- Quoted passage -
•••

We have recommended inviting the Scottish Executive and the Scottish Human Rights Centre; I think that it would also be helpful to invite the Law Society of Scotland, which has already submitted evidence on the Westminster bill and obviously has views on such legislation.
I actually have something from the Law Society of Scotland that I printed off from one of my e-mails this morning.
Everything surrounding this bill has been very top secret. I should read the newspapers more often. I am concerned about the fact that the Westminster bill creates offences in the area of Scots criminal law, which means that it impinges on devolved areas and, as such, raises very serious constitutional issues. For example, are we being bounced into conceding principles that require careful examination? The areas of reserved powers, such as national security and so on, are very clear; however, I am concerned when legislation intrudes on and erodes the independence of Scots criminal law.
I have had a memorandum from the Executive about the Regulation of Investigatory Powers Bill and Thursday's motion. Have other members received a copy? It seems not. We will try to get copies circulated to everyone today.
My understanding, from the conversations that I have had, is that the motion on Thursday would be to allow Westminster to go ahead and legislate with respect to HM Customs and Excise and the intelligence services. Matters concerning those bodies are reserved, despite the legislation covering criminal justice in Scotland. I think that that will be Thursday's debate. I may be wrong—I am just as confused as everyone else, and have not had time to read everything.
We clearly want to take a view on some of the issues concerned before Thursday. I am concerned to establish at this stage who we are going to invite to our meeting on 2 May. We will have the Minister for Justice and representatives of the Scottish Executive, the Law Society of Scotland and the Scottish Human Rights Centre coming along, but my biggest concern at this stage is not knowing whether I will have further, better information about what we are inviting them to talk about by 2 May.

•••

- Items -
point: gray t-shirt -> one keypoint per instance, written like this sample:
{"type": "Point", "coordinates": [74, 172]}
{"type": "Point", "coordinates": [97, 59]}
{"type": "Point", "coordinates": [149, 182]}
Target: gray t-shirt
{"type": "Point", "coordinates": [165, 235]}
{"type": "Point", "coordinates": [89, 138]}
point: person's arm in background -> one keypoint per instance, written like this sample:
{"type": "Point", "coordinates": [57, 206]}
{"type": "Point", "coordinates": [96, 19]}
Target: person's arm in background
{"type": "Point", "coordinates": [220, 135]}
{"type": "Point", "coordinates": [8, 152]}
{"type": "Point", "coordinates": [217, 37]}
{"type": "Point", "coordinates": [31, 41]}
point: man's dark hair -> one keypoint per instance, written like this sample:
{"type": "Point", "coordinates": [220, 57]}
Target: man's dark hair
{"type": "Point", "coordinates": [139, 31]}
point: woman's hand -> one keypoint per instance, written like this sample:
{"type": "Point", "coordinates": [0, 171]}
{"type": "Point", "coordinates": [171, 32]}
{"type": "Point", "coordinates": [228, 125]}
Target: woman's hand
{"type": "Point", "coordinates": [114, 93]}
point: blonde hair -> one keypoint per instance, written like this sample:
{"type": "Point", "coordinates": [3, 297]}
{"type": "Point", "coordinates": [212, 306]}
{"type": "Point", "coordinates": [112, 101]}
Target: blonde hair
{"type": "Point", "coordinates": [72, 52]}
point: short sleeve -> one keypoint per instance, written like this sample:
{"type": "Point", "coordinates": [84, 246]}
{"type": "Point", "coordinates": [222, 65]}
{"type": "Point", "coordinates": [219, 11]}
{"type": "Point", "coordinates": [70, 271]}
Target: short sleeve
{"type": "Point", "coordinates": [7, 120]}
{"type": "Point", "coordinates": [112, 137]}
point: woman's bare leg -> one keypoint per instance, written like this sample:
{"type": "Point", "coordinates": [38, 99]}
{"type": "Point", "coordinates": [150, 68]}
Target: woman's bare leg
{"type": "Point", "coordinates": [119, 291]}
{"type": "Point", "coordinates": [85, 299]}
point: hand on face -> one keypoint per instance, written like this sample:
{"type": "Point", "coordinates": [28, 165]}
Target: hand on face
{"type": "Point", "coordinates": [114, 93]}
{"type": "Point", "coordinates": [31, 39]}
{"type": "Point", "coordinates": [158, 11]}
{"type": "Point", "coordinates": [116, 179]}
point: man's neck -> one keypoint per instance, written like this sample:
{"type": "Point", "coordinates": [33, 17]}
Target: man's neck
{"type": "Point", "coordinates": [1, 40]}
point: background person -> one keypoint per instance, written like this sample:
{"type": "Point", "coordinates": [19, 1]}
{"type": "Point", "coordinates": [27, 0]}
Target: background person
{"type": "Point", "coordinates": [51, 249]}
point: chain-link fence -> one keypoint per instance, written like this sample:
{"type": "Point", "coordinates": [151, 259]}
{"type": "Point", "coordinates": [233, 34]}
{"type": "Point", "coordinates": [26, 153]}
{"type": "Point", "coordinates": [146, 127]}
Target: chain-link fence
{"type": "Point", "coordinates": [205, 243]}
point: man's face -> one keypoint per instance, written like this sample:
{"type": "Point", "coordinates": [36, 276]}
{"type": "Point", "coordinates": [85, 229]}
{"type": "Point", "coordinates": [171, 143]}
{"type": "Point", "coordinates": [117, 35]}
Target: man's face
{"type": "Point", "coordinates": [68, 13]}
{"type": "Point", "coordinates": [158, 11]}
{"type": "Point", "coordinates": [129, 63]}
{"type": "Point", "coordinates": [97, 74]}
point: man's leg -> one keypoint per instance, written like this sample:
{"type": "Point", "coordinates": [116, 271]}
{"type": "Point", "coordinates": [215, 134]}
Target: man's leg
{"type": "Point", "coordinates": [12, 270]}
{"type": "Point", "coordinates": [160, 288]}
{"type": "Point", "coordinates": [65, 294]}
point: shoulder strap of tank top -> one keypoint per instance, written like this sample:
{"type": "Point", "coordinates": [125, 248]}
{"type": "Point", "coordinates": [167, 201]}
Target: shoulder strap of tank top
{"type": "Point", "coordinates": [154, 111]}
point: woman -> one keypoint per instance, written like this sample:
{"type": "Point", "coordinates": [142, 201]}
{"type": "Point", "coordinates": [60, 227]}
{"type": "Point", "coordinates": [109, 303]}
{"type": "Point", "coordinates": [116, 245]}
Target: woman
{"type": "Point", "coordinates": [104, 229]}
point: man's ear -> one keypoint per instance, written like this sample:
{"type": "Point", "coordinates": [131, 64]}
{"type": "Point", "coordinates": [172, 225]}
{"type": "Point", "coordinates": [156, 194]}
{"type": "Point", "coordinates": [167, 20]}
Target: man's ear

•••

- Exercise instructions -
1. Repeat the committee discussion starting at "We have recommended" and ending at "on such legislation.", substituting "useful" for "helpful".
2. In the committee discussion, on what date is the meeting to which the witnesses will be invited?

- Results by task -
1.
We have recommended inviting the Scottish Executive and the Scottish Human Rights Centre; I think that it would also be useful to invite the Law Society of Scotland, which has already submitted evidence on the Westminster bill and obviously has views on such legislation.

2. 2 May.